> TASK A
Select each line of the records below that contains the word "statue" and copy those lines out.

NEAR E 318 – C LIT 318
Please note: students may sign up for this course under either prefix - NEAR E or C LIT. It is the same course! If you have any questions about how the credits may count toward a major or minor in NELC or CLCM, please speak with the advisors, Gabe Skoog (firstname.lastname@example.org) and Nancy Sisko (email@example.com).
LITERATURE AND THE HOLOCAUST
VLPA and DIV
Professor Naomi Sokoloff
Office Hours: Wednesday 10:30-12:00 or by appointment
Office: Denny 220C
By examining fiction, poetry, memoirs, diaries, monuments, commix, and other aspects of popular culture, this course will explore literary responses to the Nazi Holocaust. How has literature imagined and reacted to the persecution of Jews and other marginalized groups – including Gypsies, homosexuals, and people with disabilities? Among the topics to be covered: bearing witness and survivor testimony; the shaping of collective memory; the second generation; Holocaust education and children's literature; gender and the Holocaust; fantasy and humor in representations of catastrophe.
Students may opt to take this as a W course by completing additional writing assignments. Revision, editing, and reworking of essay assignments is an integral part of a W course.
Any student in this course who wishes to read some texts in Hebrew may contact the instructor and make arrangements to register for an additional 2-3 credits of independent study (MODHEB 490 or MODHEB 600).
Jane Yolen, Briar Rose
Art Spiegelman, Maus I and Maus II
Doris Bergen, War and Genocide
Some materials, including poems and lecture notes, will be available at the course website:
Students are expected to complete the reading assignments on time, to participate in class discussion, and to hand in brief writing assignments (homework or in-class exercises) on a regular basis. There will be two in-class tests (no final exam) and one paper (1250-1500 words; 5-7 pages), and there will be opportunities for earning extra credit (adding a maximum of .1 to the final grade).

> RECORD EXTRACTS

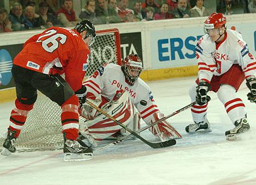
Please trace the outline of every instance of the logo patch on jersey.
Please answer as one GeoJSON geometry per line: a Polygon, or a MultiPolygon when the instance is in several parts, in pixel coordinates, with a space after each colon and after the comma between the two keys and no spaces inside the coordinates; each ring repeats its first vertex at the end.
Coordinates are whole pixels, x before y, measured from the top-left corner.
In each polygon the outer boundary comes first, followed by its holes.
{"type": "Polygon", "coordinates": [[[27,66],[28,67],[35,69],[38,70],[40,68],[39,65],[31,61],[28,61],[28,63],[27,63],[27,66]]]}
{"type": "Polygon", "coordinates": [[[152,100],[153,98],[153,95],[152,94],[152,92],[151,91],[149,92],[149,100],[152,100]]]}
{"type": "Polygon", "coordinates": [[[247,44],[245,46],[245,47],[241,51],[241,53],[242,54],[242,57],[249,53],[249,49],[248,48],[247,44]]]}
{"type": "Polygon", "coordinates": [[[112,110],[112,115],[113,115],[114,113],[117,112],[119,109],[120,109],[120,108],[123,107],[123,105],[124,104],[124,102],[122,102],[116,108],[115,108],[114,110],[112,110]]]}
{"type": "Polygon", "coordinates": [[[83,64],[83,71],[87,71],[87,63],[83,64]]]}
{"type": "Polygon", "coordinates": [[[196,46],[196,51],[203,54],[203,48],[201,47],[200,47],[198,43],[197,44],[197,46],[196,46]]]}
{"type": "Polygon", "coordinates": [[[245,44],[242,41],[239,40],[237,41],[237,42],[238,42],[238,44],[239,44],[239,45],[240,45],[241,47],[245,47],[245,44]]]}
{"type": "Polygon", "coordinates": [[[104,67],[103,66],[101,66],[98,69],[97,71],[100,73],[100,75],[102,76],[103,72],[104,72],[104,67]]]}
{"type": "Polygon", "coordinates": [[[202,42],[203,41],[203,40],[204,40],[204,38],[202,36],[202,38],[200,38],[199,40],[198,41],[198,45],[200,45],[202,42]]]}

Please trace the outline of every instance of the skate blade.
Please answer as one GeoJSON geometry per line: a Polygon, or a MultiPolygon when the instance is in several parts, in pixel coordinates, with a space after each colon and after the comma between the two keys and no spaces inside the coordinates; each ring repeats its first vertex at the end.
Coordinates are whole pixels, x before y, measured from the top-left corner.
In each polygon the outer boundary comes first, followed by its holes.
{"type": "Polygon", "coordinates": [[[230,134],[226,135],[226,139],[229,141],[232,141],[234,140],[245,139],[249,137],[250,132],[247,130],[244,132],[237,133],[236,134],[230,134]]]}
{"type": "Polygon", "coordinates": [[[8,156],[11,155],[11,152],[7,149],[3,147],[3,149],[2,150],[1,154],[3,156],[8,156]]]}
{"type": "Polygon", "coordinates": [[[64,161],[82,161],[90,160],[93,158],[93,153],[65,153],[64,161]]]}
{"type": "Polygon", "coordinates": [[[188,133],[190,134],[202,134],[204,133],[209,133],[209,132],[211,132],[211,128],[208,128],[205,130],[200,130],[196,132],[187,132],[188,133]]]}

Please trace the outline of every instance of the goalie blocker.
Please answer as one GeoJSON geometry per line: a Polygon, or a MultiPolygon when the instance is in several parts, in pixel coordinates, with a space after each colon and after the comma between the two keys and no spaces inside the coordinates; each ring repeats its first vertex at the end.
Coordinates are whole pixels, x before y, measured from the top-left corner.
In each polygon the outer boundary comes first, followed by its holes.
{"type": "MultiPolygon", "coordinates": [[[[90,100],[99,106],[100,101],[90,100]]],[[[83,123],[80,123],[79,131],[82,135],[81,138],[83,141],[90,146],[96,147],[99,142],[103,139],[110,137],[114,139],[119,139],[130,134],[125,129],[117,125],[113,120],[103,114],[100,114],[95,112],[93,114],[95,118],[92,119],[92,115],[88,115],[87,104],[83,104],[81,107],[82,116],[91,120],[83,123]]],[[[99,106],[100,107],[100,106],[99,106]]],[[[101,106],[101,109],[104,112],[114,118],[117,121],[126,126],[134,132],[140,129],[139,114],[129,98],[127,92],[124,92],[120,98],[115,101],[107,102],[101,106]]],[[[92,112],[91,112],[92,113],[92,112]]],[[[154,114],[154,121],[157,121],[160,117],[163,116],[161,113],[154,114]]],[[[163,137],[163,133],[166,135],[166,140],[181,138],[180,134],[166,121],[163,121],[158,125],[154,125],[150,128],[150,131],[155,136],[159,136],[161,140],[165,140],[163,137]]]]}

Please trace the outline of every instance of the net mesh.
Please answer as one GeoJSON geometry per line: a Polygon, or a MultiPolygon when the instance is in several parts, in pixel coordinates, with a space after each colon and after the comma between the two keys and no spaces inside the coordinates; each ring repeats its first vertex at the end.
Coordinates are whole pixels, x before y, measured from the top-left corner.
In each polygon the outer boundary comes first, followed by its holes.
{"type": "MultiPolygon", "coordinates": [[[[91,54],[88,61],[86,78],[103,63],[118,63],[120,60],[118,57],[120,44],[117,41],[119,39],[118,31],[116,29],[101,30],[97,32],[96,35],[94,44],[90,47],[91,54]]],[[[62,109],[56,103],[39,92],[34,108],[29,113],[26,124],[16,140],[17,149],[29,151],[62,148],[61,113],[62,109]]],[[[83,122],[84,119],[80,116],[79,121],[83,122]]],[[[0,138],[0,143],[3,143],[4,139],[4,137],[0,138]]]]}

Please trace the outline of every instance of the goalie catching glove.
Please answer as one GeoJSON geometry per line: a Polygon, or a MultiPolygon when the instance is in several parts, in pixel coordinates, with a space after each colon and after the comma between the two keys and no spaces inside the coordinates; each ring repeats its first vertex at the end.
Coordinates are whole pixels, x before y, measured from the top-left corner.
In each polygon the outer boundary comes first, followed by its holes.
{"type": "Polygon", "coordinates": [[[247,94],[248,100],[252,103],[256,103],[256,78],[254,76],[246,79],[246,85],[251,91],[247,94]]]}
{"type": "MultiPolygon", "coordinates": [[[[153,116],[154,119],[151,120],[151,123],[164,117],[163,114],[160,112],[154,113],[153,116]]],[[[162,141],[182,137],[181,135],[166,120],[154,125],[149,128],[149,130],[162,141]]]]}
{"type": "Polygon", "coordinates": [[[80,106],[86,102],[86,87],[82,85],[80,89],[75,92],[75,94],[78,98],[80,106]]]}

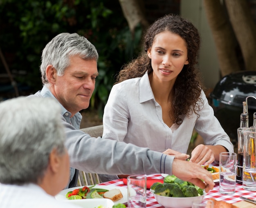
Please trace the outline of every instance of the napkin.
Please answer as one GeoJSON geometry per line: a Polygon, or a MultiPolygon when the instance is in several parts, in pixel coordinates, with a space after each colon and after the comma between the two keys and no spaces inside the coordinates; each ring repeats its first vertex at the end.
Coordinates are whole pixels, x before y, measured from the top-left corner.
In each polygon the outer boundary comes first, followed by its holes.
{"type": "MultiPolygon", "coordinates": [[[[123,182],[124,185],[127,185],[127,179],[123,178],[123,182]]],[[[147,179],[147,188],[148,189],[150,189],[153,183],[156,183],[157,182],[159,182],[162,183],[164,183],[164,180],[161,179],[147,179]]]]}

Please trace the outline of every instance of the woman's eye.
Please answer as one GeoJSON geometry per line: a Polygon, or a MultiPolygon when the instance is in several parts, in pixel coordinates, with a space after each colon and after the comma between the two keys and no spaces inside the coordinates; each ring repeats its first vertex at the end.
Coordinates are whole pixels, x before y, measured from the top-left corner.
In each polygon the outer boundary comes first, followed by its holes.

...

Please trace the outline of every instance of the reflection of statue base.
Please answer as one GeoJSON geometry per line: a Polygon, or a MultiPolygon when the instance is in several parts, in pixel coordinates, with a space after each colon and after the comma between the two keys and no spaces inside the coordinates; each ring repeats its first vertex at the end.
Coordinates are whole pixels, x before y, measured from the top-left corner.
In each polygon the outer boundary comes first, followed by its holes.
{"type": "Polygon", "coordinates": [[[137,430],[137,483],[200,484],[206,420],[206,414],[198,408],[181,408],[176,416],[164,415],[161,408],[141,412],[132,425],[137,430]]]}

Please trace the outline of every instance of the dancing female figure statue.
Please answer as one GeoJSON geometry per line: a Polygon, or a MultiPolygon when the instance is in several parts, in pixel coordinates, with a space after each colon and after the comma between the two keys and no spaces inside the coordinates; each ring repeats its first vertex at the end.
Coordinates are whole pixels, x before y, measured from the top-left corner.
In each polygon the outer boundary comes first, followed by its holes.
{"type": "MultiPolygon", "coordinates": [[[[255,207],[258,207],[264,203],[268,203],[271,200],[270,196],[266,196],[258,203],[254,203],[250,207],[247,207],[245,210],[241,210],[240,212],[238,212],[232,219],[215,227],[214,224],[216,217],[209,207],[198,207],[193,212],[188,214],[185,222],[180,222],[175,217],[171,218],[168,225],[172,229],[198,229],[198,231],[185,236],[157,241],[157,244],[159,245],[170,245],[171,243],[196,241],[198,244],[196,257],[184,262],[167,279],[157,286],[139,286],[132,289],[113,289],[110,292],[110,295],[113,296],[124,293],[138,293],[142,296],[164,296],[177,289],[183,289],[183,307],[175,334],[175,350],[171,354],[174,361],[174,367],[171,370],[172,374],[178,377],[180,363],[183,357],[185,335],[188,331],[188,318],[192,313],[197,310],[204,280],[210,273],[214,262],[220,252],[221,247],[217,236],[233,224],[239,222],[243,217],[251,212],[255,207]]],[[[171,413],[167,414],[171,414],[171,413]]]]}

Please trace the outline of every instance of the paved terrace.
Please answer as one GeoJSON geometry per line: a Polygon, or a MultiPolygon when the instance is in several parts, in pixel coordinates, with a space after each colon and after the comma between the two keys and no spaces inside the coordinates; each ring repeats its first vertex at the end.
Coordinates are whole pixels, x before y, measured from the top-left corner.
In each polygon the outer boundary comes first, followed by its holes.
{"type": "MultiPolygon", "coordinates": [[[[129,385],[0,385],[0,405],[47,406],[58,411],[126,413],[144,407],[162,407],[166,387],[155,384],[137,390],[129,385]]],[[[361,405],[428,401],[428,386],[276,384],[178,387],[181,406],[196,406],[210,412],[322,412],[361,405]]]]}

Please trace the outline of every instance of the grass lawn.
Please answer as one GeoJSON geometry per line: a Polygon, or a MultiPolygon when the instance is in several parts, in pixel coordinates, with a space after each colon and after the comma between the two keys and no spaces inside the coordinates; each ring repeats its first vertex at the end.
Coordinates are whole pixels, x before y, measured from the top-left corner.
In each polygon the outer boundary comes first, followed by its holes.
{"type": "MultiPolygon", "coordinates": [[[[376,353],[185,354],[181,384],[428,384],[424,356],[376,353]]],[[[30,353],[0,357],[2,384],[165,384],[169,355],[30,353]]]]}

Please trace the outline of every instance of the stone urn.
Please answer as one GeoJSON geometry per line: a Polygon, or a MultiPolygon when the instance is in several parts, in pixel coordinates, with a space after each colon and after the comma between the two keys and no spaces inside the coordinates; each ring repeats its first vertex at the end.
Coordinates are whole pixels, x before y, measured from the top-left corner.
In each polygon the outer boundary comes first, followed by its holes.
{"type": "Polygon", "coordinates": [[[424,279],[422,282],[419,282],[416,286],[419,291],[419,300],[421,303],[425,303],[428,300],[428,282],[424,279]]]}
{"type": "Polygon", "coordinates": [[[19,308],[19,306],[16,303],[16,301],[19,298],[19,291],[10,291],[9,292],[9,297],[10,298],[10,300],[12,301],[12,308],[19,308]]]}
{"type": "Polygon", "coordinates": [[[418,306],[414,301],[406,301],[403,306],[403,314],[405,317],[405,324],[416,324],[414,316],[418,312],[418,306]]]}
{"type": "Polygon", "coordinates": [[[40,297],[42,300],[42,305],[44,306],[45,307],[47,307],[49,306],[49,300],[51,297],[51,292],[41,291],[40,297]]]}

--

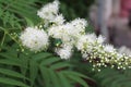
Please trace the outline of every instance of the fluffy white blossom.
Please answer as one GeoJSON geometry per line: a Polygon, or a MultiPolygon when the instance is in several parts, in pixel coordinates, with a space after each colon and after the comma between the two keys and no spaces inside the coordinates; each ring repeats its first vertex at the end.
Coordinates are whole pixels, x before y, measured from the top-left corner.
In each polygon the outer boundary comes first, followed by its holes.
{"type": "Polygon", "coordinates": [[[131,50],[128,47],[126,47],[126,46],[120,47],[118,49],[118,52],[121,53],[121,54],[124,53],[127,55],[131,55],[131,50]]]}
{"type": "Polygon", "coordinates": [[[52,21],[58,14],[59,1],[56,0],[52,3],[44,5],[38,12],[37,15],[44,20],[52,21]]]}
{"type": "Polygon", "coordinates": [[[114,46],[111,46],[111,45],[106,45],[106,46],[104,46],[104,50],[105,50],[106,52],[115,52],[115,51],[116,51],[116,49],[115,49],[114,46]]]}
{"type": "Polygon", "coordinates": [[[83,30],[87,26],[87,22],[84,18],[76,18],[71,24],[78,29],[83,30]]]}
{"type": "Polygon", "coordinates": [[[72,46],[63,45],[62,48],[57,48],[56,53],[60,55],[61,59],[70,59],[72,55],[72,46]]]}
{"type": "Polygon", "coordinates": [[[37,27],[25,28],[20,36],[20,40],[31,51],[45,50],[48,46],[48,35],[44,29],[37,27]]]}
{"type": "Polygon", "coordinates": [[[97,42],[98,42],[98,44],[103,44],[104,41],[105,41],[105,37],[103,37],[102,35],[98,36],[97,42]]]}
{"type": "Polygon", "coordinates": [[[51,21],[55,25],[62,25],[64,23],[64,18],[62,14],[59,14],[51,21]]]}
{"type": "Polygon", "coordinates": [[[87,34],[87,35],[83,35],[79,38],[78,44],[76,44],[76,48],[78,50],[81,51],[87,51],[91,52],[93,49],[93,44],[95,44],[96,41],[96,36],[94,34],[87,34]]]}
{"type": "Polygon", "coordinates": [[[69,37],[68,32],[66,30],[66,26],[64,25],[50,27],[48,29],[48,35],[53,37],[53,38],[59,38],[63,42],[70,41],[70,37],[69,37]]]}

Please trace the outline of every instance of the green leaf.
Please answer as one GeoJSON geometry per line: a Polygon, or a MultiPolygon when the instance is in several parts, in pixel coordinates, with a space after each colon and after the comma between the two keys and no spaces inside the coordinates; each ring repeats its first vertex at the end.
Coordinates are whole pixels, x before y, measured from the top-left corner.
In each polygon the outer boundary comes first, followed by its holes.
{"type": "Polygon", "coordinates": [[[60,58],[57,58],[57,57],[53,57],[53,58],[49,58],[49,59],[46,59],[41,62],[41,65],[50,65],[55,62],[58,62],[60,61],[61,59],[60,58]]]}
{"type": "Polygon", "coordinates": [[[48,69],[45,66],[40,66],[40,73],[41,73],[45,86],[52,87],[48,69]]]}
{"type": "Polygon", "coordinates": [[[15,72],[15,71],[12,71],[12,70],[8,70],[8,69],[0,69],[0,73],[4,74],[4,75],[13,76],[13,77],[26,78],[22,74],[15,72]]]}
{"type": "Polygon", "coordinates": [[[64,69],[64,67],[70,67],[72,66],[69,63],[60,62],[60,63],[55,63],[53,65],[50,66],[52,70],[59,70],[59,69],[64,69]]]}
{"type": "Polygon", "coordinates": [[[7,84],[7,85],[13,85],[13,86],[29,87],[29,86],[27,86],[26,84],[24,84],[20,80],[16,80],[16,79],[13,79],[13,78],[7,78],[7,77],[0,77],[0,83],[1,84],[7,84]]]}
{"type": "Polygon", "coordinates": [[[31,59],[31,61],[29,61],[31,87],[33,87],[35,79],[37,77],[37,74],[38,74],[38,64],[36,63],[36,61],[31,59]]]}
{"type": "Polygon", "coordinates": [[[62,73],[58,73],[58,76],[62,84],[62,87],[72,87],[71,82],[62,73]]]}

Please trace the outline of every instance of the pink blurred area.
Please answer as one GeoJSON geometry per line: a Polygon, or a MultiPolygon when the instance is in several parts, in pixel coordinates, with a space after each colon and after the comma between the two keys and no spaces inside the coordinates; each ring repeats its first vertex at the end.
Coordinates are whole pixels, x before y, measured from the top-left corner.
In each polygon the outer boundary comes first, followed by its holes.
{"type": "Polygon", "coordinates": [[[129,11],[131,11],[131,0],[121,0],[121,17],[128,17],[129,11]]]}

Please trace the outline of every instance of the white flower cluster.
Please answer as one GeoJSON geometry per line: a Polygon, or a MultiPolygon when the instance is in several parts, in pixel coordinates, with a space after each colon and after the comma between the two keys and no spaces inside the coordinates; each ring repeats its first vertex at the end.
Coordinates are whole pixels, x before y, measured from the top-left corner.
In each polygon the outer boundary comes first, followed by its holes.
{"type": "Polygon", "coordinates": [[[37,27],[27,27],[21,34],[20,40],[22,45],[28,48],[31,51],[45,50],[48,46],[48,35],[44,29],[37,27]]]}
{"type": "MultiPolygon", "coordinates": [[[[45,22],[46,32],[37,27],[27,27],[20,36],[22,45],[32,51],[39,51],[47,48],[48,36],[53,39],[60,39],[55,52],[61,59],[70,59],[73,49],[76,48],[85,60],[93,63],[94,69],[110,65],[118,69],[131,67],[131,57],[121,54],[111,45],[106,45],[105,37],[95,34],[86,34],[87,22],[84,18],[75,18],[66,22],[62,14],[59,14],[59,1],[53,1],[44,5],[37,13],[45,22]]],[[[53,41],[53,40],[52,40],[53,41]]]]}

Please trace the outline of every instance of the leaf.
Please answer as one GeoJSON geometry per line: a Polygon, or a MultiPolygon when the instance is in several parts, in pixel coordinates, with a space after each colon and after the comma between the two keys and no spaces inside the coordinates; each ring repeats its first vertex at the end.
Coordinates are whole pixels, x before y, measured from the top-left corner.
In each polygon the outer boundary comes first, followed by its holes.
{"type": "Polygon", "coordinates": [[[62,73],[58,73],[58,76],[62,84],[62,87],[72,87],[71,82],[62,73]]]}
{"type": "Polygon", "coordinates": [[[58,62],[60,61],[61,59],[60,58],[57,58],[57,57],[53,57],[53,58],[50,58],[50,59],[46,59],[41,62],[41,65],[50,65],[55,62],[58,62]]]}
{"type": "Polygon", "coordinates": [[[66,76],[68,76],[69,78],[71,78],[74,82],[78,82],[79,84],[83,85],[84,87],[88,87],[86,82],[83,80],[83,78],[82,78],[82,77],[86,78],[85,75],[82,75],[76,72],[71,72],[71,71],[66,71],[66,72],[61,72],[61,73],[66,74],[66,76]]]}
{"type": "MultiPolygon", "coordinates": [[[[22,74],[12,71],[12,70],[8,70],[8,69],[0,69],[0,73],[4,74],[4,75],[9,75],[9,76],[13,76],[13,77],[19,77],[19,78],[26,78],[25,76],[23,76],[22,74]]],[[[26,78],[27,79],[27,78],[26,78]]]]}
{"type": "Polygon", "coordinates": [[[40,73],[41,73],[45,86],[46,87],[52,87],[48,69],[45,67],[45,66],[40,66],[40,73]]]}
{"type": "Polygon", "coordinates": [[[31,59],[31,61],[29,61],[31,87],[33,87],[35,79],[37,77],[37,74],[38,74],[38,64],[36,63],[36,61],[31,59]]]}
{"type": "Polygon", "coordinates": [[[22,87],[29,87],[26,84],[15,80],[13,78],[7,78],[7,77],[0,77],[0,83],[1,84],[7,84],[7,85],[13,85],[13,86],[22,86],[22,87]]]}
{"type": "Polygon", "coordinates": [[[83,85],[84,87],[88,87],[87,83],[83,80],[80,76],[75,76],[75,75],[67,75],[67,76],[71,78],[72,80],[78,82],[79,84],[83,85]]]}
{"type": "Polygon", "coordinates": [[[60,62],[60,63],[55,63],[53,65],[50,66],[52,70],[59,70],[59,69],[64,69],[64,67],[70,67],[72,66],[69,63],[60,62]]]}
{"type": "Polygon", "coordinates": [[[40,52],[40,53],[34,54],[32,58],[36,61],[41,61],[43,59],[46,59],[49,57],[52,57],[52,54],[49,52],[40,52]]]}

> TASK B
Rename "instructor" to "course leader" in the course description above, and give the passage from "Any student in" to "or MODHEB 600)." with that change made.

> TASK ANSWER A
Please trace the outline of every instance of the reflection of statue base.
Please trace the outline of every instance of the dancing female figure statue.

> TASK ANSWER B
Any student in this course who wishes to read some texts in Hebrew may contact the course leader and make arrangements to register for an additional 2-3 credits of independent study (MODHEB 490 or MODHEB 600).